--- START ---

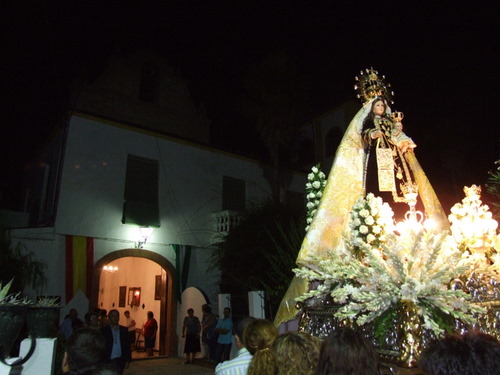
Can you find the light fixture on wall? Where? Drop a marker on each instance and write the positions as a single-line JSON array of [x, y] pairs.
[[145, 234], [110, 268], [134, 296]]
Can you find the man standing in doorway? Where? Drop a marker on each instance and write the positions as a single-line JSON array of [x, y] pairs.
[[224, 328], [117, 342], [130, 324], [149, 332]]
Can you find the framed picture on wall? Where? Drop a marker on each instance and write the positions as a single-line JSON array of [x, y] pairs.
[[158, 287], [122, 297]]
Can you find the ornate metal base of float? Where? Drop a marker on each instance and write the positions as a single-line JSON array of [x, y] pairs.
[[400, 348]]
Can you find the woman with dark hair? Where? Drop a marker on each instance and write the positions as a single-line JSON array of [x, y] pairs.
[[296, 353], [347, 352], [467, 354], [191, 329], [258, 337], [208, 335]]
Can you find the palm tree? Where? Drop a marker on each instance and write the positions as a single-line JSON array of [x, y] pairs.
[[276, 101]]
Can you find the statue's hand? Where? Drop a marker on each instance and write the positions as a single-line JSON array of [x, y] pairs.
[[376, 134]]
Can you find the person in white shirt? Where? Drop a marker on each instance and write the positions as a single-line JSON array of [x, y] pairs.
[[239, 364]]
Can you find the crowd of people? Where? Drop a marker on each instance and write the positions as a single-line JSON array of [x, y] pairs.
[[101, 346]]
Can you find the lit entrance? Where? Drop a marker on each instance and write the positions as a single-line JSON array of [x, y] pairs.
[[139, 281]]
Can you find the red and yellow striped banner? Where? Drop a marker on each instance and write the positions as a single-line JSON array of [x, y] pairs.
[[79, 265]]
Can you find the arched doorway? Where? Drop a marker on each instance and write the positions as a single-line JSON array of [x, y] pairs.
[[165, 292]]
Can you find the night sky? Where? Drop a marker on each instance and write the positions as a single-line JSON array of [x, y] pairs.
[[441, 60]]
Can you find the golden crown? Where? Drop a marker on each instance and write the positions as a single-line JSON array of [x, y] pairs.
[[369, 84]]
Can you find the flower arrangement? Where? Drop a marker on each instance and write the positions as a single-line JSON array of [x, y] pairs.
[[316, 182], [471, 222], [370, 221], [417, 269], [379, 271]]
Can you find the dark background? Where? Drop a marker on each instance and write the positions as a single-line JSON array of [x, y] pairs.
[[441, 60]]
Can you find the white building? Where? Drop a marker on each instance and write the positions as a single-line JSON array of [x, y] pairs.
[[107, 173]]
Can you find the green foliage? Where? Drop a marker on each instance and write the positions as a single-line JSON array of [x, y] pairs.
[[492, 196], [260, 253], [17, 263], [385, 323]]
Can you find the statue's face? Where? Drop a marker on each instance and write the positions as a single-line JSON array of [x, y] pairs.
[[378, 108]]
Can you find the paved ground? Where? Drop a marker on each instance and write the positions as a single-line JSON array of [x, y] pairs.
[[168, 366]]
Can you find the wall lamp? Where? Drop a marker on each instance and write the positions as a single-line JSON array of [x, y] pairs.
[[145, 234]]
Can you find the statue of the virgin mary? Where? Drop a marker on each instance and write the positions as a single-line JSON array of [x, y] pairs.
[[349, 180]]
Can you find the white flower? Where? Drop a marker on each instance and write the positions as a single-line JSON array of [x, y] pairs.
[[364, 213]]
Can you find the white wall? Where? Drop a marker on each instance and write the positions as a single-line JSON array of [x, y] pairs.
[[190, 187]]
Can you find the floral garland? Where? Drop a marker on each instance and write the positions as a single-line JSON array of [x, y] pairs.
[[370, 287], [380, 270], [314, 188], [370, 221], [471, 222]]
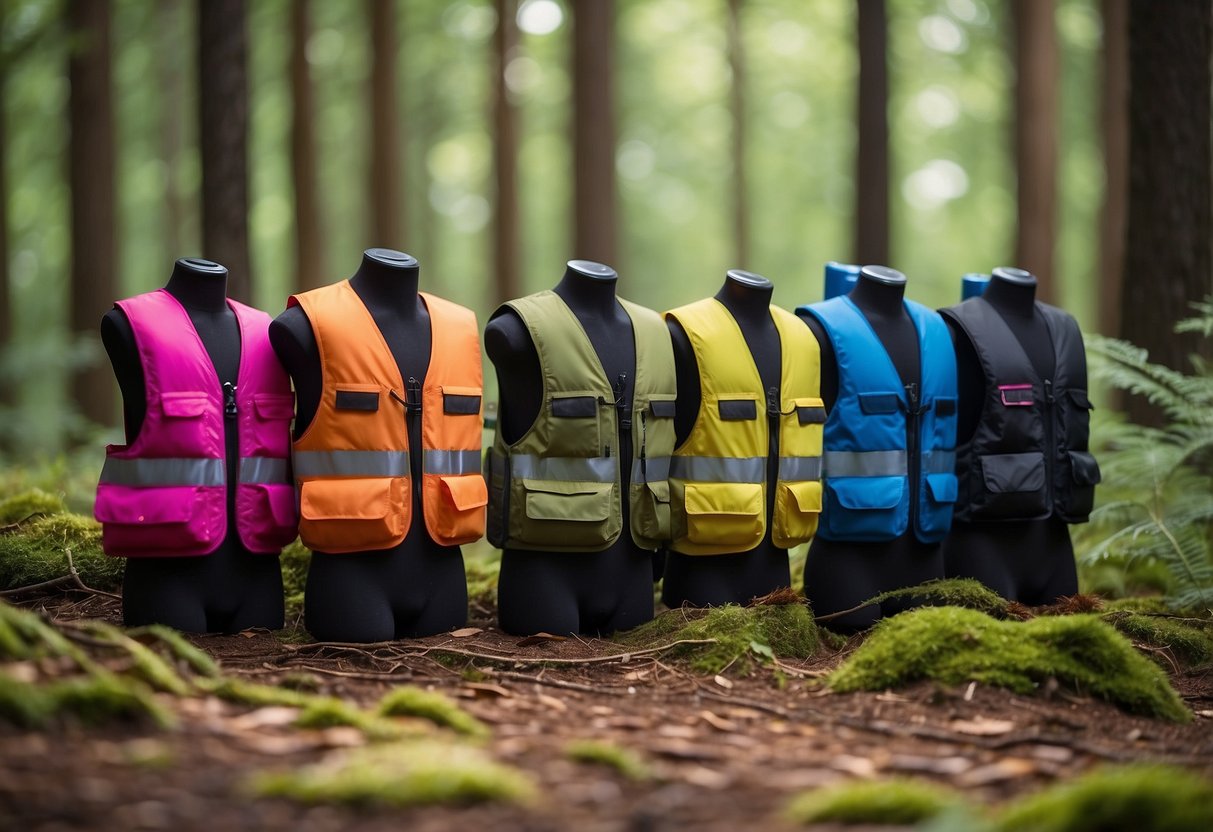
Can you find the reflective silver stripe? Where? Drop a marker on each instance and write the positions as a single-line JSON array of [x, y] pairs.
[[719, 468], [940, 462], [865, 463], [263, 469], [351, 463], [450, 463], [164, 472], [655, 469], [799, 467], [567, 468]]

--- END ---

## EXERCISE DESCRIPTION:
Please transcribe each entry exactly and exclude any image it contains.

## FINISHED TASK:
Can you find the light fixture on wall? Where? Drop a marker on each instance and write the positions as a single-line JSON array of [x, y] pairs.
[[145, 234], [110, 268], [134, 296]]
Can you find the man standing in doorway? Where? Drop a marker on each instance and write the positions as a single-line JSON array of [x, y] pairs.
[[224, 328], [117, 342], [130, 324], [149, 332]]
Can you find the framed picture on wall? Where? Drop a marker on each instance and write the positions as a single-line JSON array of [x, y] pairs.
[[158, 287], [122, 297]]
Can you find the ornate metal base of float? Where? Drop a marker on each instance and write the positions as a single-line JSON array of [x, y] pairs.
[[400, 348]]
Can you find the woman with dark hair? Where? Drop a marker on each instance and write the positions as a single-line JSON array of [x, y] pairs.
[[296, 353], [347, 352], [467, 354], [191, 329], [258, 337], [208, 335]]
Can you find the palm tree? Where? Drop a marker on each instance and write the positions as a single-line JSON array of [x, y] pairs.
[[276, 101]]
Can you find the statue's hand? Where? Drop a marker on each instance and write the positions as a single-line JSON array of [x, y] pairs.
[[376, 134]]
Can you find the person in white shirt? Where? Drop a marker on each instance and write the positions as a single-line JSON array of [x, y] pairs.
[[239, 364]]
Can you find the crowd of people? Where? Drop a marker on each instance and write the positions as a single-line JSON array of [x, y] pairs.
[[101, 346]]
Can you find the lit entrance? Where? Drop a marker on each instance and write the positions as a single-line JSON array of [x, y] pairs.
[[139, 281]]
Can you find the red and yellow striped banner? Where? Drop a marker on each instance and write the positions as a single-line JSON array of [x, y] pairs.
[[79, 265]]
Can you find the arched doorway? Where? Drop a marker on each instance and write the positions as a single-line JSON array of [x, y] pairs.
[[165, 292]]
Can you find the night sky? Where? Drop a marker on each instance and write the positions as a single-line JSON array of [x, y] pairs.
[[441, 60]]
Can you find the golden crown? Where? Drop a marker on each instance and write the positions as a single-line JSON array of [x, y] pairs.
[[369, 84]]
Can you find the flower arrangement? Where? Drop a marker on each instance and write the positions as a single-line JSON array of [x, y] pairs.
[[316, 182], [471, 222], [370, 221], [417, 269], [379, 271]]
Can you find the dark background? Where? Drop a marker on each instance and write the positions as a single-line JSON array of [x, y] pairs.
[[441, 60]]
Can you find the white building? Where? Drop a marker on each instance and write the positions as a single-line JSON array of [x, y] pairs.
[[107, 173]]
Can you find the green foliage? Where? Drop a marker on each instance and write the positions as a single-line JSON array of [x, y] pairs.
[[492, 196], [260, 253], [17, 263], [385, 323]]
Can you find the statue's face? Where? Drop a marker on each instance and write the positions as a single-line JSON array of [x, y] pairs.
[[378, 108]]
Can you find the paved ground? Where? Drop a marker on each instance and write the positions as a single-line JSON array of [x, y] pairs.
[[168, 366]]
Can you find the wall lamp? Where? Drop a marker on each instance and write the positions as a single-line JSON array of [x, y] pairs.
[[145, 234]]
Can you find the statue of the virgin mary? Where? Drop a marker on each instance and write the positions as a single-line JSON array of [x, y] pairs.
[[349, 180]]
Can you find the white flower? Where? Drop a marker on each instance and write the positions as a single-line JSON array of [x, y] pairs.
[[364, 213]]
Can you find the white wall? Where? Drop a marker on each instance and write the positions as a single-line JSON array of [x, y] pairs.
[[190, 187]]
Can you find the floral garland? Where? Drop a marker on each instance and write the positions as a single-line JSON array of [x, y] pairs.
[[370, 287], [380, 270], [314, 188], [370, 221], [471, 222]]
Can you find the reflective silver stripe? Where? Drop a marker on each instance and write the positions as a single-line JSON array of [x, y] pairs.
[[719, 468], [940, 462], [865, 463], [263, 469], [351, 463], [450, 463], [164, 472], [655, 469], [799, 467], [567, 468]]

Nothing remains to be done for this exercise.